TEXT SEGMENT
++++++++

This chart has been deprecated and is no longer actively developed. It has been replaced by https://github.com/datastax/pulsar-helm-chart
This Helm chart configures an Apache Pulsar cluster. It is designed for production use, but can also be used in local development environments with the proper settings.
It includes support for:
- TLS
- Authentication
- WebSocket Proxy
- Standalone Functions Workers
- Pulsar IO Connectors
- Tiered Storage
- Pulsar SQL Workers
- Independent Image Versions for Components (Zookeeper, Bookkeeper, etc), enabling controlled upgrades
- Pulsar Express Web UI for managing the cluster
Helm must be installed and initialized to use the chart. Both Helm 2 and Helm 3 are supported. Please refer to Helm's documentation to get started.
Don't want to run it yourself? Go to Kesque for fully managed Pulsar services.
To add this chart to your local Helm repository (Helm 3):
helm repo add kafkaesque https://helm.kafkaesque.io
To update to the latest chart:
helm repo update
Note: This command updates all your Helm charts.
To list the version of the chart in the local Helm repository:
helm search repo kafkaesque/pulsar
Before you can install the chart, you need to configure the storage class settings for your cloud provider. The handling of storage varies from cloud provider to cloud provider.
Create a new file called storage_values.yaml
for the storage class settings. To use an existing storage class (including the default one) set this value:
default_storage:
existingStorageClassName: default or <name of storage class>
For each volume of each component (Zookeeper, Bookkeeper), you can override the default_storage
setting by specifying a different existingStorageClassName
. This allows you to match the optimum storage type to the volume.
If you have specific storage class requirement, for example fixed IOPS disks in AWS, you can have the chart configure the storage classes for you. Here are examples from the cloud providers:
# For AWS
# default_storage:
# provisioner: kubernetes.io/aws-ebs
# type: gp2
# fsType: ext4
# extraParams:
# iopsPerGB: "10"
# For GCP
# default_storage:
# provisioner: kubernetes.io/gce-pd
# type: pd-ssd
# fsType: ext4
# extraParams:
# replication-type: none
# For Azure
# default_storage:
# provisioner: kubernetes.io/azure-disk
# fsType: ext4
# type: managed-premium
# extraParams:
# storageaccounttype: Premium_LRS
# kind: Managed
# cachingmode: ReadOnly
See the values file for more details on these settings.
Once you have your storage settings in the values file, install the chart like this :
helm install pulsar kafkaesque/pulsar --namespace pulsar --create-namespace --values storage_values.yaml
This chart is designed for production use, but it can be used in development enviroments. To use this chart in a development environment (ex minikube), you need to:
- Disable anti-affinity rules that ensure components run on different nodes
- Reduce resource requirements
- Disable persistence (configuration and messages are not stored so are lost on restart). If you want persistence, you will have to configure storage settings that are compatible with your development enviroment as described above.

++++++++

A block of data
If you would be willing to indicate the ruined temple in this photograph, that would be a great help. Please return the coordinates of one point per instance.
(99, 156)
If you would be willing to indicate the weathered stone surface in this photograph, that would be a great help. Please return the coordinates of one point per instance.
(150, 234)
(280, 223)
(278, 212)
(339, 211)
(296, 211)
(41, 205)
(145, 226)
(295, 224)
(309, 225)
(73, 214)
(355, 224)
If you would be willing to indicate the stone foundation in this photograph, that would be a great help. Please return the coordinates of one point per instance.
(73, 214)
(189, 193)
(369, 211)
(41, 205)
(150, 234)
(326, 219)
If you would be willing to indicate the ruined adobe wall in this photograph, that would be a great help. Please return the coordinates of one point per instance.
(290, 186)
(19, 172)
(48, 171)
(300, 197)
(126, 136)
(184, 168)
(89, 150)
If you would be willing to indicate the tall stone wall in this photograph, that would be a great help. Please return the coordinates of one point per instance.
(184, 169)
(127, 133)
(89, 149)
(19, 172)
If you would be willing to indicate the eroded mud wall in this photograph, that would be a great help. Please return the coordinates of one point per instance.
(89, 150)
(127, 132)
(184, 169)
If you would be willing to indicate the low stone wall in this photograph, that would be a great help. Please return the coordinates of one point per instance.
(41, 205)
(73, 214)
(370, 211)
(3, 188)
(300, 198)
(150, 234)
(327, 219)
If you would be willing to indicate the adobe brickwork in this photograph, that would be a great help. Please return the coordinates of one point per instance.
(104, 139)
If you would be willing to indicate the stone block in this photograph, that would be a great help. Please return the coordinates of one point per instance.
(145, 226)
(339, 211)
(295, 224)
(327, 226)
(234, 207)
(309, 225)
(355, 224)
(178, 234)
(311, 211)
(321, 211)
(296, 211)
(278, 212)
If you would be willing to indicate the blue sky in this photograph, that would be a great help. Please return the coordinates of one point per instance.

++++++++

TASKS AND EXERCISES
[A] According to the Pulsar Helm chart page, which versions of Helm does the chart support?
[B] Pick up the Pulsar Helm chart page after its last sentence and write the part that comes next.

RESPONSES FOR EACH TASK
[A] Both Helm 2 and Helm 3 are supported.

[B]
For an example set of values, download this values file. Use that values file or one like it to start the cluster:
helm install pulsar kafkaesque/pulsar --namespace pulsar --create-namespace --values dev-values.yaml
The default values will create a ClusterIP for all components. ClusterIPs are only accessible within the Kubernetes cluster. The easiest way to work with Pulsar is to log into the bastion host (assuming it is in the pulsar namespace):
kubectl exec $(kubectl get pods -l component=bastion -o jsonpath="{.items[*].metadata.name}" -n pulsar) -it -n pulsar -- /bin/bash
Once you are logged into the bastion, you can run Pulsar admin commands:
bin/pulsar-admin tenants list
For external access, you can use a load balancer. Here is an example set of values to use for load balancer on the proxy:
proxy:
service:
type: LoadBalancer
ports:
- name: http
port: 8080
protocol: TCP
- name: pulsar
port: 6650
protocol: TCP
If you are using a load balancer on the proxy, you can find the IP address using:
kubectl get service -n pulsar
To port forward the proxy admin and Pulsar ports to your local machine:
kubectl port-forward -n pulsar $(kubectl get pods -n pulsar -l component=proxy -o jsonpath='{.items[0].metadata.name}') 8080:8080
kubectl port-forward -n pulsar $(kubectl get pods -n pulsar -l component=proxy -o jsonpath='{.items[0].metadata.name}') 6650:6650
Or if you would rather go directly to the broker:
kubectl port-forward -n pulsar $(kubectl get pods -n pulsar -l component=broker -o jsonpath='{.items[0].metadata.name}') 8080:8080
kubectl port-forward -n pulsar $(kubectl get pods -n pulsar -l component=broker -o jsonpath='{.items[0].metadata.name}') 6650:6650
Pulsar Express is an open-source Web UI for managing Pulsar clusters. Thanks to (Bruno Bonnin)[https://twitter.com/bruno_b] for creating this handy tool.
You can install Pulsar Express in your cluster by enabling with this values setting:
extra:
pulsarexpress: yes
It will be automatically configured to connect to the Pulsar cluster.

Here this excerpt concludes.